▶ [WHAT IS ASKED]:
Reproduce each of the entries below verbatim, line for line.

▶ [MATERIAL SHOWN]:

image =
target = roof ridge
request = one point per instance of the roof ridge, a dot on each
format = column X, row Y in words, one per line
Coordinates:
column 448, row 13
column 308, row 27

▶ [FINISHED TASK]:
image =
target = roof ridge
request = one point per instance of the roof ridge, a dot on each
format = column X, row Y in words, one per line
Coordinates:
column 448, row 13
column 308, row 27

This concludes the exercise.